§ **PROMPT**
Copy out everything in the listing from the line containing "Accessibility tool request: describe where the metal" down to the line containing "xmin=840 ymin=507 xmax=952 ymax=635", both ends included and requests kept in. Scale the box coordinates in the answers by 2.5, rounding to whole numbers with halves going up, and leave the numbers in the requests and format samples unchanged.

§ **DATA FOR PROCESSING**
++++++++++++++++++++
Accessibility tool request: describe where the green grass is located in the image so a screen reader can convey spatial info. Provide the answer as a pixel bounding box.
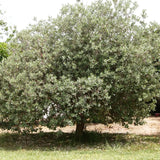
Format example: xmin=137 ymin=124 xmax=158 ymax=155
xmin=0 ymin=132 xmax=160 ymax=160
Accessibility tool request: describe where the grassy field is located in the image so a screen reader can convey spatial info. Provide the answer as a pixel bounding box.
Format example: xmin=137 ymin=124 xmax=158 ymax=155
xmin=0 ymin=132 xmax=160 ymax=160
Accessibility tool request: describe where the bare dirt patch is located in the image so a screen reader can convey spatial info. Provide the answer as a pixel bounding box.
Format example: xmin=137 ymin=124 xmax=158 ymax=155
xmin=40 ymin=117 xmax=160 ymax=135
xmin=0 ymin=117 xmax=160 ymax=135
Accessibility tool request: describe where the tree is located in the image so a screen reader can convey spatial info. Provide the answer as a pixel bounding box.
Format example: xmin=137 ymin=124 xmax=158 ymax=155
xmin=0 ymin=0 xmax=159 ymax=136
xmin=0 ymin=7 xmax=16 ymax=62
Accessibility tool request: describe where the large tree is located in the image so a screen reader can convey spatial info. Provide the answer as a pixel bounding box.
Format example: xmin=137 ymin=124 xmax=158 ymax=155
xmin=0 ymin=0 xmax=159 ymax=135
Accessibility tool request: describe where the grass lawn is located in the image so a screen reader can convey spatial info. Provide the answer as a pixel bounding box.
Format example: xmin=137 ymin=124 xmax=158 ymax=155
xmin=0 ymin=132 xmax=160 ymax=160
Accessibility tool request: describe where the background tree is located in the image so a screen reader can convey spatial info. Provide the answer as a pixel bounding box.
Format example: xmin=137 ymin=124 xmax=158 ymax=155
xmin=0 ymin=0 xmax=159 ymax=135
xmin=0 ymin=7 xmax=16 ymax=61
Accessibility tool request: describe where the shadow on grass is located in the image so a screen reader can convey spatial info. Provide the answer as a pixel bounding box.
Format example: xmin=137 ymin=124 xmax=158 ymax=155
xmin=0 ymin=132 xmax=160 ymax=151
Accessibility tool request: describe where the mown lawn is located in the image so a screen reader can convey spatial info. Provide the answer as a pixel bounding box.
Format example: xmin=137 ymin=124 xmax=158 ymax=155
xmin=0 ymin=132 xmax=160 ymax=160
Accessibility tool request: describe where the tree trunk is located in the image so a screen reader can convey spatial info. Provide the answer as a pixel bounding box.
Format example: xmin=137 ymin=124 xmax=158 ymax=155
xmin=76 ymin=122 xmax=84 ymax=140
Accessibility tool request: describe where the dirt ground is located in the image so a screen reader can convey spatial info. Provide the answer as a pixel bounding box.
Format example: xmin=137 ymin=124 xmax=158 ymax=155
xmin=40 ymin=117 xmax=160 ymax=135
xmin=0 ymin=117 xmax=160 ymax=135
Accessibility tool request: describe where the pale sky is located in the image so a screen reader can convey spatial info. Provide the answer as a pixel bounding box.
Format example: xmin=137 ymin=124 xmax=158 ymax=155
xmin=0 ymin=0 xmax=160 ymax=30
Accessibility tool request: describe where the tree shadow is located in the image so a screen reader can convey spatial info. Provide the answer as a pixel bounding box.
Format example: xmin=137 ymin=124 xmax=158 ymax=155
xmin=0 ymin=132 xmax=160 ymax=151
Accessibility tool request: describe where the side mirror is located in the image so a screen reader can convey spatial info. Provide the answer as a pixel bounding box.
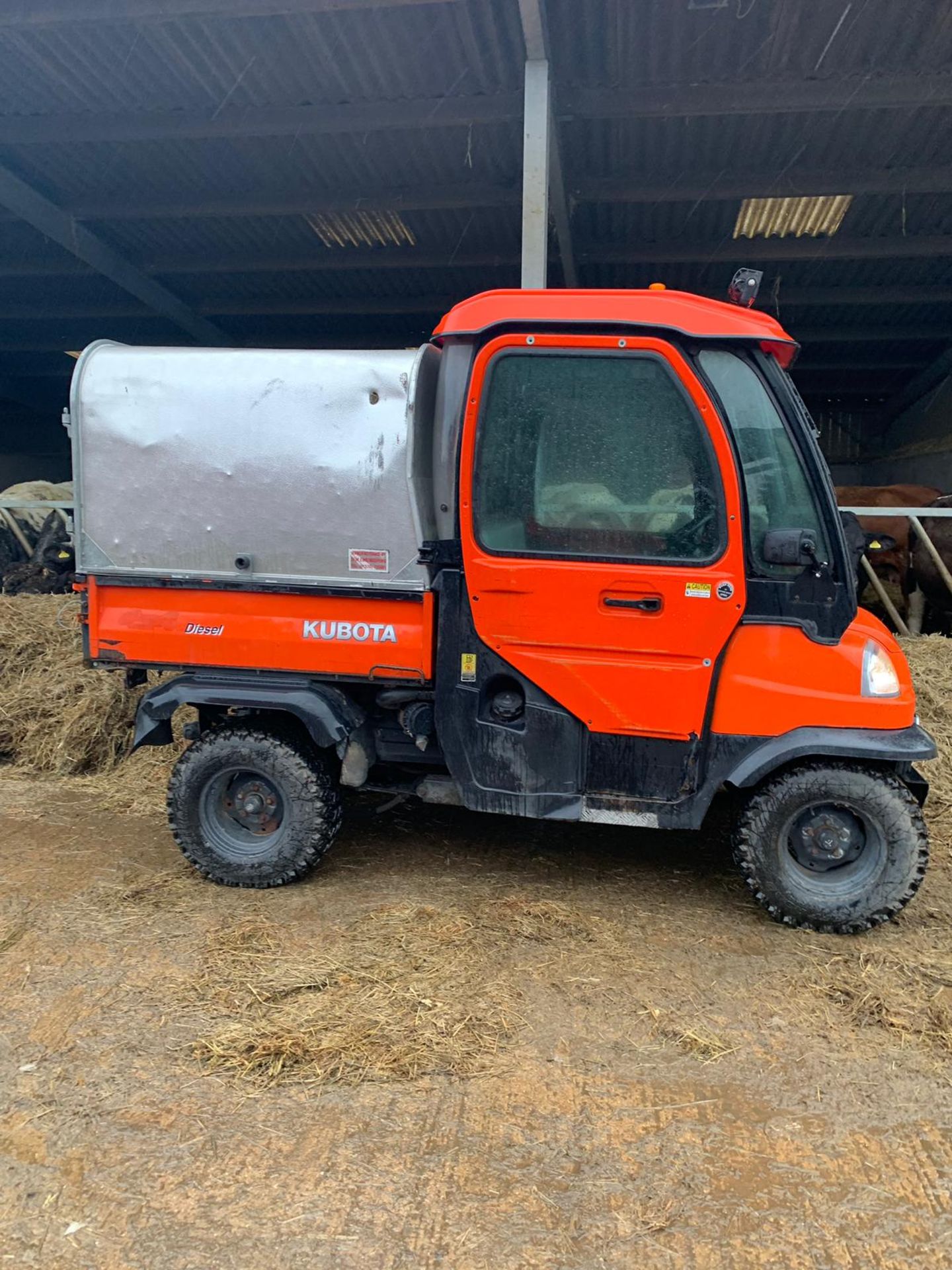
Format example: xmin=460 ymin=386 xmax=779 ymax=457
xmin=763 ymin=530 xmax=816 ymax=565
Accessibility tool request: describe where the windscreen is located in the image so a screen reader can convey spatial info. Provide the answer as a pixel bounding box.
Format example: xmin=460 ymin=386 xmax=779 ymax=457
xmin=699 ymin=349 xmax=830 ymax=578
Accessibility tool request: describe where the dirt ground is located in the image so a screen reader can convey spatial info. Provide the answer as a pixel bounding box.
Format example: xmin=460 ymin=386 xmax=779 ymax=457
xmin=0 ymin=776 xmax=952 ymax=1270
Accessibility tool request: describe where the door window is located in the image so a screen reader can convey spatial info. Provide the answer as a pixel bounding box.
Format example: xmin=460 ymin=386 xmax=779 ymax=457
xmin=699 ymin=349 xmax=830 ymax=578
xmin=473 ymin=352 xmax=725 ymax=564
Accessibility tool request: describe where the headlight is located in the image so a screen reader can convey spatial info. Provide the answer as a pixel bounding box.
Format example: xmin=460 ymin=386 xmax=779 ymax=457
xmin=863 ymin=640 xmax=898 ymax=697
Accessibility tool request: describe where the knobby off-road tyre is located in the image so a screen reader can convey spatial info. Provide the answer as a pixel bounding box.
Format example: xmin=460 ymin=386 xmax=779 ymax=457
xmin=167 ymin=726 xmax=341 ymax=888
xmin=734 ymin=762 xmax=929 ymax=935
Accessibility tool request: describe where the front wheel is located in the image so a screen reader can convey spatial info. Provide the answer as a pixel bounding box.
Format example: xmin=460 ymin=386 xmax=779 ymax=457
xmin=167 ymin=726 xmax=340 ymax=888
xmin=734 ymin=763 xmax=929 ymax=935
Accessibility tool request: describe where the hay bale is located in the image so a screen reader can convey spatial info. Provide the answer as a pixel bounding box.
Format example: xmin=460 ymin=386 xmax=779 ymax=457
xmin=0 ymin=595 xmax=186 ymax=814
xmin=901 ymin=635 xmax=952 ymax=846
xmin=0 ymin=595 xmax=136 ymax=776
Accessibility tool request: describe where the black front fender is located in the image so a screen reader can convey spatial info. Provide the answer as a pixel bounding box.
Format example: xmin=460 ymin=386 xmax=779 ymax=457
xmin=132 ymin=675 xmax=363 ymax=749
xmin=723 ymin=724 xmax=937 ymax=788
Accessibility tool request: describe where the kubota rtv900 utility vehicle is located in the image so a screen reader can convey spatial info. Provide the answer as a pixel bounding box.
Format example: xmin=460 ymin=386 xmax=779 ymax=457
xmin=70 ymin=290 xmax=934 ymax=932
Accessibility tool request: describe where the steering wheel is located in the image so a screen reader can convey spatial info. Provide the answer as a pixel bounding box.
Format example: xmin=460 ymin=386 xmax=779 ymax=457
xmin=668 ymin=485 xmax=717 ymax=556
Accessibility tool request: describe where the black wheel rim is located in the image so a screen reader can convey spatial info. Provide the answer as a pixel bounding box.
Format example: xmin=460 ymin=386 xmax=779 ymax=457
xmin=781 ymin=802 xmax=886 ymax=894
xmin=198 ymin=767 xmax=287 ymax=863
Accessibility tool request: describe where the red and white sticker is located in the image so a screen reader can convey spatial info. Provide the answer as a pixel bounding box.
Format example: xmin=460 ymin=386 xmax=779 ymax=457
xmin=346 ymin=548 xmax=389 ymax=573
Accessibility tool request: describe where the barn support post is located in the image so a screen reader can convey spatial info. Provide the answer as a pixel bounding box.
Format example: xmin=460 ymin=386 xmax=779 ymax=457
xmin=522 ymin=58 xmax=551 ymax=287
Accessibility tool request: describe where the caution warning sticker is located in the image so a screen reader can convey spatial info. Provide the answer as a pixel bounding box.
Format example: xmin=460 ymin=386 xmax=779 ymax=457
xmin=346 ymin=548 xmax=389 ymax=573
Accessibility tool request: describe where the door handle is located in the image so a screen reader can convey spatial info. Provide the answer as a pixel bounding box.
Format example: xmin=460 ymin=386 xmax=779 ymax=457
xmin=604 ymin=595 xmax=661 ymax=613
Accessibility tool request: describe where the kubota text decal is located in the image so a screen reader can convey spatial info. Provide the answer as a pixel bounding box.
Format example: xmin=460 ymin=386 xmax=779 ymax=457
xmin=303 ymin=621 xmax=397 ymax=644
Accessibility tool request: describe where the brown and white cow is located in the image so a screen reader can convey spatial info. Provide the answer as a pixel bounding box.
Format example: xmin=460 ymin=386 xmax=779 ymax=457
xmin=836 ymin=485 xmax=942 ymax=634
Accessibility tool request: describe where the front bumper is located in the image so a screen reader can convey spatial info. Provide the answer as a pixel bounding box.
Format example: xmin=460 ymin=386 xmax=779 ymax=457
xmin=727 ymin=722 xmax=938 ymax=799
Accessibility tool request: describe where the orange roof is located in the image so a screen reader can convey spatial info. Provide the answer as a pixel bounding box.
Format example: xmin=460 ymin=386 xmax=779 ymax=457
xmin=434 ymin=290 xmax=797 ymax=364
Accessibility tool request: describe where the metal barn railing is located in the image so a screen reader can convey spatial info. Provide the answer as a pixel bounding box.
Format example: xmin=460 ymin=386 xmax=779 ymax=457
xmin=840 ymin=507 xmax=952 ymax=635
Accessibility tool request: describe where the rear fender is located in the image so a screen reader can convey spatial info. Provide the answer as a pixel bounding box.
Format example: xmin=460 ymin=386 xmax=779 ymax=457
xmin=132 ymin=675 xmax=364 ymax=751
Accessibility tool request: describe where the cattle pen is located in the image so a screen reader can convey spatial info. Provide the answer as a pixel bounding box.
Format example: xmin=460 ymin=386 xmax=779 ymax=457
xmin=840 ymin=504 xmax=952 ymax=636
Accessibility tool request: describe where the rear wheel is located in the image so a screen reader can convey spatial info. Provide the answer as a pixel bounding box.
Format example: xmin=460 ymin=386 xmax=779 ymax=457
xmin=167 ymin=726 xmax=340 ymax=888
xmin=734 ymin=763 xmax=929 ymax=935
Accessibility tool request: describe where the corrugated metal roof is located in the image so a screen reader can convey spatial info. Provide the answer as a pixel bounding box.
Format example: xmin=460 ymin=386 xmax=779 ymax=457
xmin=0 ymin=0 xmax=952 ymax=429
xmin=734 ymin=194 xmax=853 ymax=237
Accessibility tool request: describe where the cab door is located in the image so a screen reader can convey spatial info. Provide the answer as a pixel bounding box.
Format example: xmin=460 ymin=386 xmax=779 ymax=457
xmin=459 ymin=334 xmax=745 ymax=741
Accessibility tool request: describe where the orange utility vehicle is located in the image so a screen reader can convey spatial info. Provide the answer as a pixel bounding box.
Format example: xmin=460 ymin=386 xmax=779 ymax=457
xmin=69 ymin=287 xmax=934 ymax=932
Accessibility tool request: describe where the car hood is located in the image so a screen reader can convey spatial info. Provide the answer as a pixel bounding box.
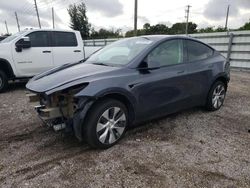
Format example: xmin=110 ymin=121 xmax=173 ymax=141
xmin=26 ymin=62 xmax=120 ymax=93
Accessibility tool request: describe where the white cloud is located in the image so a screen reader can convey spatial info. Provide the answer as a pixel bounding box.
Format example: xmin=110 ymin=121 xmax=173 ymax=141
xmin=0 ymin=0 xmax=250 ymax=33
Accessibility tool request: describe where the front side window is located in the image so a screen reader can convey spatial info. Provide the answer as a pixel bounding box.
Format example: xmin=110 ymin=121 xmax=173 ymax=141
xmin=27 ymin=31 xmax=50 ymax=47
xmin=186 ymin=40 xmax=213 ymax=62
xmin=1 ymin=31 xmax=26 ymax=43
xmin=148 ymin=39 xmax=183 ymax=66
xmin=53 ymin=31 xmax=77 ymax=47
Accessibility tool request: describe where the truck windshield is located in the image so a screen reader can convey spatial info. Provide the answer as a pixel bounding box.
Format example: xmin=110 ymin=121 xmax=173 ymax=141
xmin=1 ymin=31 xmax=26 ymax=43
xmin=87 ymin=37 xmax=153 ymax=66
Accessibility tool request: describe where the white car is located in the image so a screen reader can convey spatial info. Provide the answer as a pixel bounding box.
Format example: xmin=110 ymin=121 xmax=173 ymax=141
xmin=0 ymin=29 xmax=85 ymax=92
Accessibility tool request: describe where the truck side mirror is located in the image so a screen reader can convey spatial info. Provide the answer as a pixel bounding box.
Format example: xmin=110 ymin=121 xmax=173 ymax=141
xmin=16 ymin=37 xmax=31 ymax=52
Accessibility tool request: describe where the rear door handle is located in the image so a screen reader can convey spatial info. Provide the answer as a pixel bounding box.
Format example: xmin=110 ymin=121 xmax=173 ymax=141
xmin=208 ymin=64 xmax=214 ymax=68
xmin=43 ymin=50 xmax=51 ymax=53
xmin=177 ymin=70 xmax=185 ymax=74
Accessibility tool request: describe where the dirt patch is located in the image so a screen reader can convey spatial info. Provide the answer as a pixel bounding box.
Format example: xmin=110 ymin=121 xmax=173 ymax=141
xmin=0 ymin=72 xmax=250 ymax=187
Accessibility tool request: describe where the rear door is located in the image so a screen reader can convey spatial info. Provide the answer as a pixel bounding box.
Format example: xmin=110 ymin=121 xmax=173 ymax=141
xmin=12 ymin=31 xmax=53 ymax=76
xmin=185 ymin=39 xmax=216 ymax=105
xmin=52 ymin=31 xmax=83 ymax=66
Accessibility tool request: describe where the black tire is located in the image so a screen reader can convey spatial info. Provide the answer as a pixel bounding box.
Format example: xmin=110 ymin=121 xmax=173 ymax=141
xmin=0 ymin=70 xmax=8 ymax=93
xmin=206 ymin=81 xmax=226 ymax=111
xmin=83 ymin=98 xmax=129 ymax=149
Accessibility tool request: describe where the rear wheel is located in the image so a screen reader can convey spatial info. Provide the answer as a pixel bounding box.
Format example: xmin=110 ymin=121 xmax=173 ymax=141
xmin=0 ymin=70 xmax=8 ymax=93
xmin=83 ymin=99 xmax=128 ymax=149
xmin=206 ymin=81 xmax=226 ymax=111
++++++++++++++++++++
§ **SOLVED PROBLEM**
Accessibility tool request: describe where the metal barn railing is located in the image so a screen reader can convey spatial info. Provide the answer as a pixel bounding box.
Format example: xmin=460 ymin=386 xmax=779 ymax=457
xmin=2100 ymin=1268 xmax=2380 ymax=1588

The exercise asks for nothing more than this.